## КОРОТКАЯ ЗАДАЧА A
Перепишите без изменений строки записей от строки со словами «of the vaulted» до конца записей включительно.

Чувствовать так, что больно (боже мой, какие пассажи, но ведь вот так, если бы я врала) - получается.

А говорить о тебе даже с тобой - нет.

Писать вокруг да около, но все не о том, лить какую-то океанскую воду зазря - получается.

Писать о тебе так, как оно на самом деле есть - нет.

Вот и вся сентябрьская история. Буду исходить воспалением легких в виде тебя - но и строчки не напишу или не произнесу.

Догадывайтесь сами, господа знатоки.

Мир сжимается до одной крошечной точки, которая находится в тебе. Не в твоих волосах, не в платьях и не на кончике носа - а в тебе, внутри, ты - и есть мир и даже не знаешь об этом.

Как все так получается, люди, наверное, и не узнают никогда. Подумать только, сколько еще всяких там разных переживали все те же моменты что переживаем мы, или переживала я одна, или одна ты. Скольких трясло после трех сигарет подряд, а скольким и вся пачка не имела значения. Сколько дорастало до того момента, когда уже можешь сидеть в баре, с таким абсолютно предсказуемым, банальным, упоминавшимся всякими американцами переломных 80х в своих книгах содержимимым стакана в виде виски с колой и айсбергом льда да соломинкой и копалось указательным пальцем в блюдечке с солеными орешками. Сколько из них вглядывались в чаще деревянную, но вообще всякую, и грязную, и блестящую от полироля барную стойку, а сколько рассказывали уставшему от всех на свете историй бармену, подпирающему руками щеки и тоже думающему о чем-то совершенно своем, совершенно бессмысленные вещи.

В том-то и дело - что очень уж многие, это такой обще-людской переломный момент, когда ты достаточно вырос, чтобы не хотеть больше расти. И у каждого мир тоже сужался до чего-то, кого-то, одного, конкретного, совершенно невыразимого - и тоже кому-то принадлежащего. И чаще, конечно, совсем не тому, кому это сужение являлось единственно возможным.

Путанно? А оно такое и есть - черт ногу сломит, что воротят сейчас нынешние мы. Поколение Х, как обзывал их (нас) еще давным-давно Коупленд - оно то же самое, только некоторые попадаются глупые, которые никогда не проникнутся идей о конца света в супермаркете - но бывает же, что и повезет, ведь да?

И тогда некурящие станут брать мои сигареты, потому что всё сказанное с сигаретой в руке приобретает сразу какой-то другой, более бунтарский и правильный смысл. А выпившие опережать меня на пару секунд какой-нибудь строчкой вроде "Вот вам замерзший город из каменного угла…". А остальные судить о Наташе с Безуховым, или поддаваться на мои ухищрения, позволять себе увести себя в сторону уже каких-нибудь даже 50х, и рассуждать о верности дорожных путешествий. И ведь в пятидесятых поколения х были все теми же самыми.

## ИСХОДНЫЕ ДАННЫЕ
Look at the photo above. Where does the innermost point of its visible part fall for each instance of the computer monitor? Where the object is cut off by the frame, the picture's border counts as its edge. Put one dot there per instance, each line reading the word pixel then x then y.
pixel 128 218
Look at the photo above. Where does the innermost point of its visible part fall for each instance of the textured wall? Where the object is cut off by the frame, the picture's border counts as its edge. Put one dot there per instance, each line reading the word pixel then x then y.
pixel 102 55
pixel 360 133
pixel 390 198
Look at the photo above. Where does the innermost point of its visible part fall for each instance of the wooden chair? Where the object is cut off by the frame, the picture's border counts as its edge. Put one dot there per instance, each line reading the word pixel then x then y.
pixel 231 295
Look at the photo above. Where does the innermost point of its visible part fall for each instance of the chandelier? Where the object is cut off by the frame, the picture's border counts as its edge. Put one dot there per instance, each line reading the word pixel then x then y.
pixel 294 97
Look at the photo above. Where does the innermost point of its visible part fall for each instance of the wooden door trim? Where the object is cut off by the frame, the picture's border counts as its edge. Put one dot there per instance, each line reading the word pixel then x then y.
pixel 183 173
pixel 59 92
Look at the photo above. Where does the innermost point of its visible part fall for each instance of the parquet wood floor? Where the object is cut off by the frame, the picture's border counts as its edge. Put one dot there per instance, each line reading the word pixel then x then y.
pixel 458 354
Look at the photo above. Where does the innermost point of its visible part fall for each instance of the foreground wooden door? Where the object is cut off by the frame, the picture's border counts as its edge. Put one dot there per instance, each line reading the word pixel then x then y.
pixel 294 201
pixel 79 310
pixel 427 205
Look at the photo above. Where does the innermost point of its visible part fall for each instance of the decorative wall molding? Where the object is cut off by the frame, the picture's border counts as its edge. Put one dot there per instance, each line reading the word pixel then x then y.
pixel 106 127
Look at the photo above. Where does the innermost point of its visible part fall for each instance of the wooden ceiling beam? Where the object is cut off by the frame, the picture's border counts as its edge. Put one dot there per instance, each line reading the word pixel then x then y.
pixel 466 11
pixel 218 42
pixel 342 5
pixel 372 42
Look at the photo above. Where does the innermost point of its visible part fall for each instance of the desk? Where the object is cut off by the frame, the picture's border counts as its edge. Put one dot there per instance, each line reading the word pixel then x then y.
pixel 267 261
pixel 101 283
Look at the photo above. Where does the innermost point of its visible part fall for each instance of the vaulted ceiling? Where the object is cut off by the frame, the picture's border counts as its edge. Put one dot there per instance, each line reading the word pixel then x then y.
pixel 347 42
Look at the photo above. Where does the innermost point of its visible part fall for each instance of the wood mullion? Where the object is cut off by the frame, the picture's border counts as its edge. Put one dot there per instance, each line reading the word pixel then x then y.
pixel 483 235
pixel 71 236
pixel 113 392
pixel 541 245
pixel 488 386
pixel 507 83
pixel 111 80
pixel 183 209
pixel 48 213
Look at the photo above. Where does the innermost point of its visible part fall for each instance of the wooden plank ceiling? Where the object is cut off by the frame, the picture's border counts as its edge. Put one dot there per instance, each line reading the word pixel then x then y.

## КОРОТКАЯ ЗАДАЧА B
Приведите заново фрагмент отрывка от слов «Вот и вся сентябрьская» до слов «сами, господа знатоки.» включительно, заменив в нем «сентябрьская» на «октябрьская».

## РЕШЕНИЕ УПРАЖНЕНИЯ A
Look at the photo above. Where does the innermost point of its visible part fall for each instance of the vaulted ceiling? Where the object is cut off by the frame, the picture's border counts as its edge. Put one dot there per instance, each line reading the word pixel then x then y.
pixel 347 42
Look at the photo above. Where does the innermost point of its visible part fall for each instance of the wood mullion? Where the object is cut off by the frame, the picture's border counts as its edge. Put one dot there per instance, each line reading the word pixel then x then y.
pixel 483 235
pixel 71 236
pixel 113 392
pixel 541 245
pixel 488 386
pixel 507 83
pixel 111 80
pixel 183 209
pixel 48 213
Look at the photo above. Where does the innermost point of its visible part fall for each instance of the wooden plank ceiling? Where the object is cut off by the frame, the picture's border counts as its edge. Put one dot there per instance, each line reading the word pixel then x then y.

## РЕШЕНИЕ УПРАЖНЕНИЯ B
Вот и вся октябрьская история. Буду исходить воспалением легких в виде тебя - но и строчки не напишу или не произнесу.

Догадывайтесь сами, господа знатоки.